Problem description: Find every line in the entries that holds the string "dark" and report it.

Source data:
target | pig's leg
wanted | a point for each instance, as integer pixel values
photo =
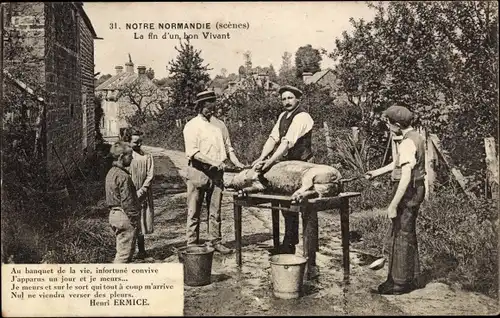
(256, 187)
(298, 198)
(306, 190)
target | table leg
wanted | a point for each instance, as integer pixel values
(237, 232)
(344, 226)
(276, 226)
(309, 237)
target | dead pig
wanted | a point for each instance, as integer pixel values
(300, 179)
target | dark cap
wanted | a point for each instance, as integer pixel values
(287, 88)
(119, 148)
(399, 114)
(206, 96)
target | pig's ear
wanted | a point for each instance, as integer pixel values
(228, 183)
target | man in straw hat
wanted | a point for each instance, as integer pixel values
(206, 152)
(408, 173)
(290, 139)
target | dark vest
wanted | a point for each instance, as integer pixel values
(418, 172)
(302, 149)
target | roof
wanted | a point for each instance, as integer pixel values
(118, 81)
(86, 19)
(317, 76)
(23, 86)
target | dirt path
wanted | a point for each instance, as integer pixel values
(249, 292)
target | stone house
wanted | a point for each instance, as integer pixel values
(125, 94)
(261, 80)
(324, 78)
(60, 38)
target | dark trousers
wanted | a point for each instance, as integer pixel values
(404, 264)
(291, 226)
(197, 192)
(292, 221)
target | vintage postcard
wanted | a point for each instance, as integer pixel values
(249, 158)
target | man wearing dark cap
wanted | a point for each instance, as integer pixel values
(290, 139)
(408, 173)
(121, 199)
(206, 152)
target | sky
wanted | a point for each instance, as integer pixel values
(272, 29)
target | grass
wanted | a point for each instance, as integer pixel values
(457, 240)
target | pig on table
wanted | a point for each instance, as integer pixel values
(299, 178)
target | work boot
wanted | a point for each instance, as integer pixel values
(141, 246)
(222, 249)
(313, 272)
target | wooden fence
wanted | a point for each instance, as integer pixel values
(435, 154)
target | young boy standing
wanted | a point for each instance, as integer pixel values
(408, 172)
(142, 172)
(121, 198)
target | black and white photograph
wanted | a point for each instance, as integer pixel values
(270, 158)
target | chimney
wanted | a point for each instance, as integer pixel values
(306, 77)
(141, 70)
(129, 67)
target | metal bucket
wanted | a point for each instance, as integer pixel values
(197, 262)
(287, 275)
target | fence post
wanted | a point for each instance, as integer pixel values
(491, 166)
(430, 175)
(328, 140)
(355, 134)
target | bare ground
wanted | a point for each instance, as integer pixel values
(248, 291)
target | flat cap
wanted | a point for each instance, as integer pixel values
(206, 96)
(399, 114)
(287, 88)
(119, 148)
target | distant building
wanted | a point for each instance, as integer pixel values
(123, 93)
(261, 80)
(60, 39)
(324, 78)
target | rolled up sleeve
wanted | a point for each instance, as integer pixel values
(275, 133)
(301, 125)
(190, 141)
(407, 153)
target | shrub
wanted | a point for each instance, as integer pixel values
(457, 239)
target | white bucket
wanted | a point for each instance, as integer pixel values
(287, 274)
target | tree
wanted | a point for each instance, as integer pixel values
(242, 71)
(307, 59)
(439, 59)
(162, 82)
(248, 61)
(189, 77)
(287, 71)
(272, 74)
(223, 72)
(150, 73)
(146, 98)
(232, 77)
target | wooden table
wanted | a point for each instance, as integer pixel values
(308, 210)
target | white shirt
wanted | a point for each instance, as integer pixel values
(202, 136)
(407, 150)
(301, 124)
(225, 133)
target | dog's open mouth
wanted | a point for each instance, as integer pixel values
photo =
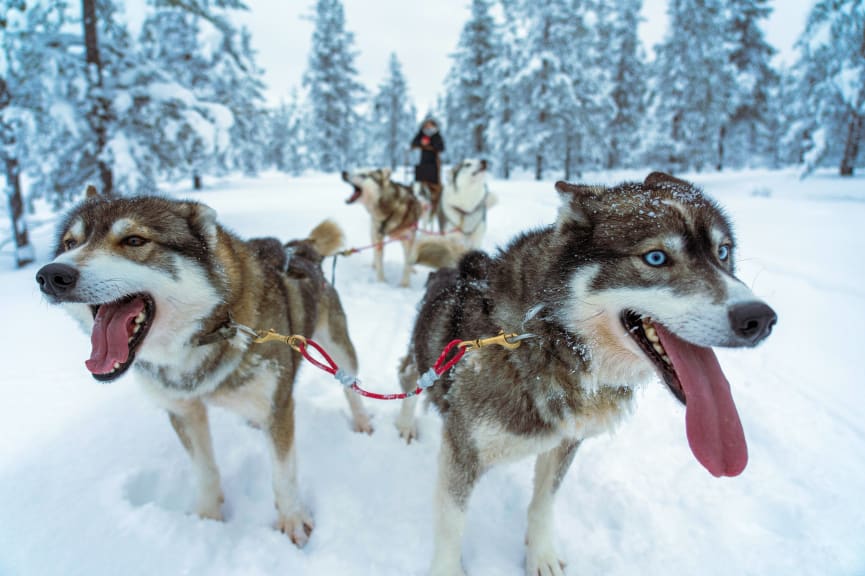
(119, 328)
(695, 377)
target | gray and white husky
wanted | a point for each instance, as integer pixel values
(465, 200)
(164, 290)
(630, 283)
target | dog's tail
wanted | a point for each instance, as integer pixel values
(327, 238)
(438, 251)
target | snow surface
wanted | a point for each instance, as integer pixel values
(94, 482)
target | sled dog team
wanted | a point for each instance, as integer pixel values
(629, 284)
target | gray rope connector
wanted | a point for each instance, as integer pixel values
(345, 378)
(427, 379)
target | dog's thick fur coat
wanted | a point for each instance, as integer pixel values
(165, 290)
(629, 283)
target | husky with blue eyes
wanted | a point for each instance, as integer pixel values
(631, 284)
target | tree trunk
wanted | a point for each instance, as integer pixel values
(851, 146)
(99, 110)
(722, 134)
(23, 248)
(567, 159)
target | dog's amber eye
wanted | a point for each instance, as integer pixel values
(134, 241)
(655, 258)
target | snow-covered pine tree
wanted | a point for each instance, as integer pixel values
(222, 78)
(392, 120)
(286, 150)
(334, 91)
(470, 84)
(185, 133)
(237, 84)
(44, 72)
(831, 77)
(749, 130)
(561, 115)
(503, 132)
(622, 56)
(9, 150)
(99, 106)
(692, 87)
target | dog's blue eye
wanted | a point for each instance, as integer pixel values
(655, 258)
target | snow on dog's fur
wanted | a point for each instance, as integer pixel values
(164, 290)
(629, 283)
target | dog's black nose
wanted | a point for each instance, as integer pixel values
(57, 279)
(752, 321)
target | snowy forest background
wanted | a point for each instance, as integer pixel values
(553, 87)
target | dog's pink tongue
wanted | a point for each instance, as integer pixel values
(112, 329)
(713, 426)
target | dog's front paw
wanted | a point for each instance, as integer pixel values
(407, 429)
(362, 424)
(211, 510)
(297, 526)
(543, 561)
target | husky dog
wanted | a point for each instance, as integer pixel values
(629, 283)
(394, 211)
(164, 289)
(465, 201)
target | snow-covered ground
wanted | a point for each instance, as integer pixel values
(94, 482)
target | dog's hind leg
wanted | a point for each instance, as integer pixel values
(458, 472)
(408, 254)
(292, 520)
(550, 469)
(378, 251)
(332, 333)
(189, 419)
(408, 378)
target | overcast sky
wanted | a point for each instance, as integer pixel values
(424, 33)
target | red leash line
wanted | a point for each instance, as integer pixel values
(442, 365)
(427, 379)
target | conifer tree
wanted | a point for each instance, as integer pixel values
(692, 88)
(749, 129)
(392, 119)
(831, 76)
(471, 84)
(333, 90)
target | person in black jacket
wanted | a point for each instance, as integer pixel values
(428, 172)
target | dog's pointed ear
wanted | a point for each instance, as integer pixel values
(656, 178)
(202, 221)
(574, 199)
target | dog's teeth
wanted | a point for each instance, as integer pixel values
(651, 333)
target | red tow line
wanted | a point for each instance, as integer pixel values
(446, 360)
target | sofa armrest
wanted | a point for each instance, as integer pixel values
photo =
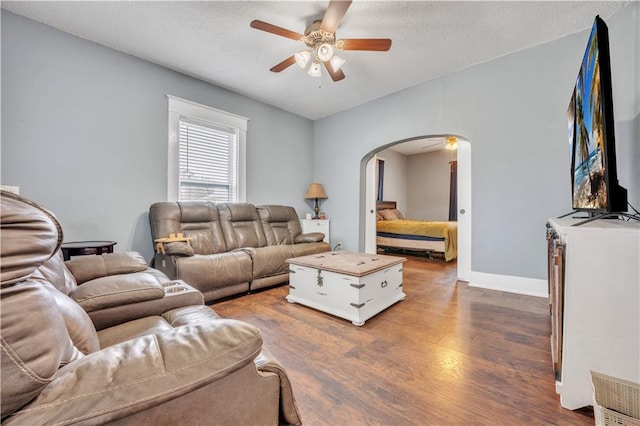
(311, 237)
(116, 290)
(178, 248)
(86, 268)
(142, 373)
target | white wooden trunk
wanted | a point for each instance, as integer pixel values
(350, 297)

Response to this task:
target | dark cap
target | dark vest
target | dark trousers
target | man wearing dark cap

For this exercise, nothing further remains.